§ **Text block**:
========

MOSAIC: Mapping Of Subjective Accounts into Interpreted Clusters

A comprehensive topic modeling pipeline for consciousness-related textual data across multiple datasets, using BERTopic, BERT embeddings, and UMAP-HDBSCAN clustering with multilingual support.

Overview

MOSAIC is a research framework that analyzes subjective experiential reports from various consciousness studies through:

Advanced NLP with BERT embeddings and multilingual models
Dimensionality reduction via UMAP
Density-based clustering with HDBSCAN
Hyperparameter optimization with Optuna
Topic coherence optimization
Large Language Model integration with Llama CPP for deeper insights
Support for multiple datasets and languages

Supported Datasets

This repository contains analysis pipelines for several consciousness research datasets:

Dreamachine: Stroboscopic light-induced altered states of consciousness
Inner Speech: Japanese phenomenological reports on inner speech experiences
Depression/MPE: Mental health and psychological experience reports
NDE: Near-death experience accounts
Ganzfeld: Sensory deprivation experimental reports

Project Structure

MOSAIC/
├── src/                           # Core functionality
│   ├── preprocessor.py            # Text cleaning, sentence splitting
│   ├── model.py                   # BERTopic configuration
│   ├── utils.py                   # Metrics and helper functions
│   ├── optuna_search.py           # Hyperparameter search with Optuna
│   └── optuna_search_allmetrics.py # Multi-objective optimization
├── configs/                       # Dataset-specific configurations
│   └── dreamachine2.py           # Dreamachine dataset settings
├── preproc/                       # Data preprocessing utilities
│   ├── prepare_data.ipynb        # Data preparation notebook
│   └── preprocess_data_*.ipynb   # Dataset-specific preprocessing
├── scripts/                       # Analysis notebooks and tools
├── EVAL/                          # Model evaluation and analysis
│   ├── dreamachine/              # Dreamachine-specific evaluations
│   │   ├── demographics.ipynb    # Demographic analysis
│   │   └── stability_tests/      # Model stability testing
│   ├── conditions_similarity.ipynb # Cross-condition comparisons
│   └── optuna_search/            # Hyperparameter optimization results
├── MULTILINGUAL/                  # Multilingual analysis pipeline
│   ├── DREAMACHINE/              # Multilingual Dreamachine analysis
│   ├── INNERSPEECH/              # Japanese inner speech analysis
│   │   ├── app.py               # Streamlit dashboard
│   │   ├── app_hosted.py        # Hosted version of dashboard
│   │   └── local_translator.py  # Local translation utilities
│   ├── translate/                # Translation utilities
│   └── prepare_data.ipynb        # Multilingual data preparation
├── DATA/                          # Local data storage
├── pyproject.toml                # Project configuration and dependencies
├── requirements.txt              # Python dependencies
└── .mosaicvenv/                  # Virtual environment

Key Features

Core Analysis Pipeline

Preprocessing: Text cleaning, sentence splitting, duplicate removal
Embedding: Support for multiple transformer models (Qwen, E5, BGE, etc.)

========

§ **Entries provided**:
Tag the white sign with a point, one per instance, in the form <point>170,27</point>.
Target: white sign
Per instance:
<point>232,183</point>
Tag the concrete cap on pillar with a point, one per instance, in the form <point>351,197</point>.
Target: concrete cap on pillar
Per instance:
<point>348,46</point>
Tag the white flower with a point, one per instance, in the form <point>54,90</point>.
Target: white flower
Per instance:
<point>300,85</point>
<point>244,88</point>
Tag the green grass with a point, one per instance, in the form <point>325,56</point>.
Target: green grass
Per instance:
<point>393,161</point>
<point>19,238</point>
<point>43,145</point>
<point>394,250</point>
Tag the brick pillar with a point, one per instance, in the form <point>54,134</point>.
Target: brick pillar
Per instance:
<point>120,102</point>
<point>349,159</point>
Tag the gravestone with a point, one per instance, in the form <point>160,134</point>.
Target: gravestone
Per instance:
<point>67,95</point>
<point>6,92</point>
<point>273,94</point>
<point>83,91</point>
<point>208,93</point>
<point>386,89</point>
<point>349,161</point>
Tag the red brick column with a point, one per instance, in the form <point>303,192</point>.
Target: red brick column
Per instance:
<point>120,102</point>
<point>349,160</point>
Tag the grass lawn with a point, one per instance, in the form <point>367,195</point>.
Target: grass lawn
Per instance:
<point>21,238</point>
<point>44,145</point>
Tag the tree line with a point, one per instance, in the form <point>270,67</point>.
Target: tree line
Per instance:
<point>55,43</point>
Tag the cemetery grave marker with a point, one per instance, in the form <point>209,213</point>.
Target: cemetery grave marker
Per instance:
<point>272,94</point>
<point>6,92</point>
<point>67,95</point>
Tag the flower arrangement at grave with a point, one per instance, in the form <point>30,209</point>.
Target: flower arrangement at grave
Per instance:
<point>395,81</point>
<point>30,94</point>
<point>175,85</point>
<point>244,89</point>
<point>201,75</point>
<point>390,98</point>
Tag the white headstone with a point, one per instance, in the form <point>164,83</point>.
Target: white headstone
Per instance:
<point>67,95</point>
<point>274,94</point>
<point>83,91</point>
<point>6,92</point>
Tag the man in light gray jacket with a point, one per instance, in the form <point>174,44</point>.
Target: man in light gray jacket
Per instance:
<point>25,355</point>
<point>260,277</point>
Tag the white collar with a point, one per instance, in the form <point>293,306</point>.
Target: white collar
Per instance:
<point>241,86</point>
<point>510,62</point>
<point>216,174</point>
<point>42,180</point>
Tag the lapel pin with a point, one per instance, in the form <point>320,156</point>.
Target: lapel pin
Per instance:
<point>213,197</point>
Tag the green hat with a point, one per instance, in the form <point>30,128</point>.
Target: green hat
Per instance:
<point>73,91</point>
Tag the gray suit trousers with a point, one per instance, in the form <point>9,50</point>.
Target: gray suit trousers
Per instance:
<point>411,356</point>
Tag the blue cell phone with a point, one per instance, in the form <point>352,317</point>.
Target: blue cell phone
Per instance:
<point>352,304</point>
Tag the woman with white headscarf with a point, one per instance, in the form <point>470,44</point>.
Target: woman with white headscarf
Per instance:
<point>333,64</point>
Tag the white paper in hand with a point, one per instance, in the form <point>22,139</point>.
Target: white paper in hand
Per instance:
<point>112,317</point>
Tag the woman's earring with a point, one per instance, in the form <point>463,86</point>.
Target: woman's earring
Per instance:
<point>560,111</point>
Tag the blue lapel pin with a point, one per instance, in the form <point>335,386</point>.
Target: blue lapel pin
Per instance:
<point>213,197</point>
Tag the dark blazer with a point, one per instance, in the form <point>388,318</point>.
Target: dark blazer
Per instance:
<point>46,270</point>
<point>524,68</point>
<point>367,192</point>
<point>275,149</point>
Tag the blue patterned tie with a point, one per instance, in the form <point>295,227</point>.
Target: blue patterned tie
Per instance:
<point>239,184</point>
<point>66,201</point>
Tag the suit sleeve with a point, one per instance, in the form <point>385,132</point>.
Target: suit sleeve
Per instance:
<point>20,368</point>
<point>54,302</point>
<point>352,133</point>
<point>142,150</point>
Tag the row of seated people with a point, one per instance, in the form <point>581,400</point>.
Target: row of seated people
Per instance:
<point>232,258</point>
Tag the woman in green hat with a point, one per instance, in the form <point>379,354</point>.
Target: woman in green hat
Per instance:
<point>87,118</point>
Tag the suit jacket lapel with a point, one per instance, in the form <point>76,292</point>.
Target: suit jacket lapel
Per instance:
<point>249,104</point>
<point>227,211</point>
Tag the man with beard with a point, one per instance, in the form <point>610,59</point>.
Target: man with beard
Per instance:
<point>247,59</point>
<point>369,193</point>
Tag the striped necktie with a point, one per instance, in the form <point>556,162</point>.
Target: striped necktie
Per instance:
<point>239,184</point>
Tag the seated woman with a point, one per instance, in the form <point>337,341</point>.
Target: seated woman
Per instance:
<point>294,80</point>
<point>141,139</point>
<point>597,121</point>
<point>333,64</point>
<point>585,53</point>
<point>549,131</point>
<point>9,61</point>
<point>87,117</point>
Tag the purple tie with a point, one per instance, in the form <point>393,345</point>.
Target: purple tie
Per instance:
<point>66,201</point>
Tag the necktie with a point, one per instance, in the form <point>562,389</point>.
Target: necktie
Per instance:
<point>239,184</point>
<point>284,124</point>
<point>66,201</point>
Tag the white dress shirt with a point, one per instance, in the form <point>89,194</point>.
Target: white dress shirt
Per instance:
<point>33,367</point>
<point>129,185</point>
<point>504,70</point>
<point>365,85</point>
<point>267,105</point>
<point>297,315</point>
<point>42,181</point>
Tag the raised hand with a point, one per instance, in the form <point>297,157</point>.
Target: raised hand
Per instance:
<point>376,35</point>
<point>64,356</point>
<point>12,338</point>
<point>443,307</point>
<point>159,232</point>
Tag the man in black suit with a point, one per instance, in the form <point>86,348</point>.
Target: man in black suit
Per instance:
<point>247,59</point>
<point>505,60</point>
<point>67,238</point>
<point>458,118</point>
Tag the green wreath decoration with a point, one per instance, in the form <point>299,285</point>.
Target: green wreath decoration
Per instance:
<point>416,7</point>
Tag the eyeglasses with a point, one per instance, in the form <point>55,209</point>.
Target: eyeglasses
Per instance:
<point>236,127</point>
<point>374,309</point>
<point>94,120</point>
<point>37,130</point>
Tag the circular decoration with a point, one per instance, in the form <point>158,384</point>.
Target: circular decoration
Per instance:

========

§ **What to do**:
1 - Lay out as a numbered list the lines of the records from the first line through the line containing "<point>232,183</point>", both included, with any blank lines omitted.
2 - Proceed with the MOSAIC README, picking up directly after its final line.
The text and the records were drawn from separate, unrelated sources.

§ **Responses**:
1 -
1. Tag the white sign with a point, one per instance, in the form <point>170,27</point>.
2. Target: white sign
3. Per instance:
4. <point>232,183</point>

2 -
Clustering: UMAP dimensionality reduction + HDBSCAN clustering
Topic Modeling: BERTopic with custom representation models
Evaluation: Coherence metrics, stability testing, bootstrap analysis

Multilingual Support

Translation pipelines for non-English datasets
Support for Japanese text processing
API-based and local translation options using Llama models

Interactive Dashboards

Streamlit applications for real-time analysis (MULTILINGUAL/INNERSPEECH/app.py)
Parameter tuning interfaces
Visualization tools with datamapplot integration

Hyperparameter Optimization

Optuna-based search for optimal model parameters
Multi-objective optimization across multiple metrics
Dataset-specific parameter spaces

Installation

Clone the repository:

git clone https://github.com/romybeaute/MOSAIC.git
cd MOSAIC

Create and activate virtual environment:

python3 -m venv .mosaicvenv
source .mosaicvenv/bin/activate  # On Windows: .mosaicvenv\Scripts\activate

Install the package in development mode:

pip install -e .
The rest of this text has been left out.